#### Problem details
Extract each line of the data and write it out again exactly.

#### Material provided
------

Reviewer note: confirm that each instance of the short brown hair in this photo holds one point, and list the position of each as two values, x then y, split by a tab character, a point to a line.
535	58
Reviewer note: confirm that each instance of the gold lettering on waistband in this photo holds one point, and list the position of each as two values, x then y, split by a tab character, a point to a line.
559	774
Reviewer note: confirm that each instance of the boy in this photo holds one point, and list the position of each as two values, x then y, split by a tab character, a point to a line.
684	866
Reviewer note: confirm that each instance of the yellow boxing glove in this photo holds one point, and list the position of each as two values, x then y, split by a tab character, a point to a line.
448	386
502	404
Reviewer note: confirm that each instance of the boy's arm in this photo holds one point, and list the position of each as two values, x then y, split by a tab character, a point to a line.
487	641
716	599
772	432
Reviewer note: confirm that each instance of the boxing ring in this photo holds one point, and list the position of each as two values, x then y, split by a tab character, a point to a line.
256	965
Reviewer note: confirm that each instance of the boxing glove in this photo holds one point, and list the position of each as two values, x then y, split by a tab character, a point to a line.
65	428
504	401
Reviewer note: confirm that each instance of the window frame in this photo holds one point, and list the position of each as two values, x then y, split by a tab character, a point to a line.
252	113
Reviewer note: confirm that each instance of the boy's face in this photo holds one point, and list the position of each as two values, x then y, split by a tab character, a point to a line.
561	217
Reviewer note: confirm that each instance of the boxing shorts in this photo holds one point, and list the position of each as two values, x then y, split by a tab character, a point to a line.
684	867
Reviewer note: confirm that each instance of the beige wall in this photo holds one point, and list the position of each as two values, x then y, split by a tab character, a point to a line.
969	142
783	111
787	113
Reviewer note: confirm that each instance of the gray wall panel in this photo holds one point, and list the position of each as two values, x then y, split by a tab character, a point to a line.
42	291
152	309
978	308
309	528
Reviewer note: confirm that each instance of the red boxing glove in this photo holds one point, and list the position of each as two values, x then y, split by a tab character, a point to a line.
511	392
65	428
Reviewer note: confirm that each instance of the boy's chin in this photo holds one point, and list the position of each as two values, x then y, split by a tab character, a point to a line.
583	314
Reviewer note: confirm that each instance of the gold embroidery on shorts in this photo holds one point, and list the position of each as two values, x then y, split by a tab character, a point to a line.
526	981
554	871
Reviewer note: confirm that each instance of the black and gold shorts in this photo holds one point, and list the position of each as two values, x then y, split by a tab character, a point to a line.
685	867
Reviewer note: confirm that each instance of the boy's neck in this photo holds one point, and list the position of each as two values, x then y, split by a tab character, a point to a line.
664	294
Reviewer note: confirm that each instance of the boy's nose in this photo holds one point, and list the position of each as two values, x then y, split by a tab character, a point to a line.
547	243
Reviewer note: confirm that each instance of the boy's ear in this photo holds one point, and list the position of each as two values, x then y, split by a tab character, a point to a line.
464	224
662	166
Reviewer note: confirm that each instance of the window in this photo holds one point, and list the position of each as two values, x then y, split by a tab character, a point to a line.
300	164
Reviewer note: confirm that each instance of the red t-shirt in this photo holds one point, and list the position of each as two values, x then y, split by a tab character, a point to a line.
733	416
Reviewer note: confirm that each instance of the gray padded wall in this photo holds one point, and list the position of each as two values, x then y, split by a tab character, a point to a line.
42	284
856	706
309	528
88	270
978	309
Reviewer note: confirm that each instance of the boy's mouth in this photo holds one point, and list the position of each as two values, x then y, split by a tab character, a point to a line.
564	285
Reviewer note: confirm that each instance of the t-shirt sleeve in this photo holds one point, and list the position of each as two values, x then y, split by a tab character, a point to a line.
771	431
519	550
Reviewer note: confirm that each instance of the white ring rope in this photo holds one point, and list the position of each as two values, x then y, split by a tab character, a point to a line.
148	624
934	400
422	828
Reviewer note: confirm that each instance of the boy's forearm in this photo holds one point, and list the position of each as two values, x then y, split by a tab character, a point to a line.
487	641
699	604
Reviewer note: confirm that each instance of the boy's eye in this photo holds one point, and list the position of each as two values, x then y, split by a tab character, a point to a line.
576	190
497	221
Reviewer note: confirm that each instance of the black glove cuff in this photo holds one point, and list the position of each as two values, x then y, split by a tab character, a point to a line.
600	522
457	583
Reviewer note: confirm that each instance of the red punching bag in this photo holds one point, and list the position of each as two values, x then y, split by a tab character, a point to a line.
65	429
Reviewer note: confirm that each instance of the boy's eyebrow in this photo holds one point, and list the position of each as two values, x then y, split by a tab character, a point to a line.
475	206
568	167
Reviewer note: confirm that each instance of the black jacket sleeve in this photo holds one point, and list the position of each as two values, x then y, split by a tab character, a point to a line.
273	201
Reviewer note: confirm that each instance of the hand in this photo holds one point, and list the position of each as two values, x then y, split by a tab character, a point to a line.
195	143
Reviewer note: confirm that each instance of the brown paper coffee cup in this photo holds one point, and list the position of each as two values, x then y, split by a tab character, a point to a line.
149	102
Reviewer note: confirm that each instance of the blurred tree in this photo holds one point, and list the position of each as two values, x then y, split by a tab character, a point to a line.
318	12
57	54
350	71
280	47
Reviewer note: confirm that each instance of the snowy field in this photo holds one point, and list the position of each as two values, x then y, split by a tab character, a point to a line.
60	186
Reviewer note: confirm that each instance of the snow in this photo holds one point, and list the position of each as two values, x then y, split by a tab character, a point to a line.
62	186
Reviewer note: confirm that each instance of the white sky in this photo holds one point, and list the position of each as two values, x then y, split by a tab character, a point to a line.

------

#### Written solution
Reviewer note: confirm that each instance of the short brown hair in this photo holds one point, and list the position of each as two values, x then y, split by a tab character, a point to a line.
535	58
Reviewer note: confirm that each instance of the gold lettering on waistband in this photo holds one point, and list the position of each as two values, x then y, split by a tab character, a point to a line.
559	774
Reviewer note: confirm that each instance of the boy in this photo holds one point, and list the position of each as two values, x then y, split by a tab character, a point to a line.
684	866
Reviewer note: confirm that each instance of the yellow boxing glove in this photo holds one point, and list the position of each as two values, x then y, split by a tab character, a point to a line.
448	386
502	404
Reviewer note: confirm that each instance of the boy's arm in this photo holds one point, and list the position of each as two values, x then y, split by a tab character, a point to a line.
487	641
716	599
772	432
Reviewer note: confirm that each instance of the boxing ring in this photo holds one point, and list the position of each as two values, x then y, split by a tab character, a point to a line.
256	965
Reviewer note: confirm that each instance of the boxing glove in this photo holds one point, and list the position of each as two values, x then y, split by a tab character, a point to a line.
65	428
504	401
Reviewer note: confirm that each instance of the window frame in this photo holds one point, and list the position of each as two values, x then y, split by a tab character, a point to a line.
252	113
Reviewer note: confirm that each instance of the boy's face in this photo holds one point, and list the position of each as two values, x then y, split by a tab character, a point to a line.
561	217
Reviewer note: confirm that each instance of the boxing shorts in this photo holds one point, and list the position of each as two values, x then y, split by a tab character, a point to a line.
684	867
Reviewer note: confirm that each instance of the beige wall in this photo holds one point, and list the position of each as two values, x then y, split by a tab character, a point to a line.
969	142
783	111
787	113
Reviewer note: confirm that each instance of the gray wall panel in this photo holds one point, and list the position of each as two values, x then y, split by a tab character, a point to a line.
42	291
152	309
978	308
309	528
Reviewer note: confirm that each instance of the red boxing glove in this photo holds one point, and list the position of each as two values, x then y, split by a tab character, a point to a line.
511	392
65	428
Reviewer note: confirm that each instance of the boy's chin in this photo holds one point, and list the position of each as two values, x then y, split by a tab character, a point to a line.
583	314
Reviewer note: confirm that each instance of the gold embroidery on shorts in this photo holds one point, and list the position of each as two values, x then y, split by a tab character, a point to a line.
526	981
554	871
Reviewer note: confirm that each instance of the black and gold shorts in this photo holds one point, and list the position of each as two values, x then y, split by a tab character, a point to a line.
685	867
Reviewer note: confirm that each instance of the boy's neck in this photo holds one point, and list the position of each as two values, x then y, split by a tab character, a point to a line.
664	294
Reviewer note: confirm that each instance of the boy's nose in this photo holds one point, and list the position of each as two values, x then y, split by a tab character, a point to a line.
547	243
Reviewer note: confirm that each instance of the boy's ear in this photo holds one point, and list the position of each as two values, x then y, split by a tab character, a point to a line.
464	224
662	166
Reviewer note: confirm that each instance of the window in this photo holds one point, and list the position of each as two values, x then y, split by a tab character, a point to a line.
300	164
Reviewer note: confirm that each instance of the red t-shirt in this photo holds one point, and list the position of each as two values, x then y, split by a tab character, a point to a line.
733	416
Reviewer note: confirm that each instance of the gray padded wall in this photo holds one point, and list the position of each as two values, x then y, split by a tab character, a point to a line.
42	284
856	706
309	528
88	270
978	309
Reviewer note: confirm that each instance of the boy's mouth in this photo holds one point, and list the position of each as two values, x then y, split by a tab character, a point to a line.
564	285
Reviewer note: confirm that each instance of the t-shirt sleeve in this photo holds one point, and list the position of each as two values, x then y, split by a tab character, a point to a line.
771	431
519	550
Reviewer note: confirm that each instance of the white ring rope in this photo holds one point, and list the position of each as two values, x then y, split by a tab character, a point to a line.
148	624
934	400
422	828
Reviewer note: confirm that each instance of the boy's forearm in this photo holds one point, and list the position of each as two values, x then y, split by a tab character, a point to a line.
487	641
699	604
Reviewer note: confirm that each instance of the boy's eye in this photo holds one point, and list the position of each as two values, x then y, split by a tab character, a point to a line.
576	190
497	221
Reviewer note: confirm that each instance of the black glove cuff in this photo holds one point, and list the position of each as two values, x then y, split by a tab character, a point to a line.
600	522
457	583
Reviewer note: confirm that each instance of the red punching bag in this photo holds one point, and list the position of each as two values, x then y, split by a tab character, a point to a line.
65	429
Reviewer note: confirm that each instance of the boy's eyebrow in this photo holds one point, and list the position of each as two values, x then y, split by a tab character, a point to a line.
475	206
568	167
Reviewer note: confirm that each instance of the black jacket sleeve in this photo holds one point, and list the position of each as two values, x then y, split by a tab character, a point to a line.
273	201
Reviewer note: confirm that each instance of the hand in this photo holds one point, and list the position of each as two values, x then y, split by a tab character, a point to a line.
195	143
Reviewer note: confirm that each instance of the brown paper coffee cup in this photo holds one point, and list the position of each as two values, x then y, split by a tab character, a point to a line.
149	102
Reviewer note: confirm that each instance of the blurred tree in this photo holds one point, and list the position of each as two values, x then y, split by a tab character, a point to a line.
318	12
57	54
350	71
280	47
Reviewer note: confirm that each instance of the snowy field in this photo holds one point, and list the position of each as two values, x then y, split by a tab character, a point to a line.
60	186
Reviewer note: confirm that each instance of the snow in this photo holds one point, and list the position of each as two values, x then y, split by a tab character, a point to a line.
62	186
Reviewer note: confirm that each instance of the white sky in this photo holds one point, and list the position of each as two values, x then y, split by a tab character, a point to a line.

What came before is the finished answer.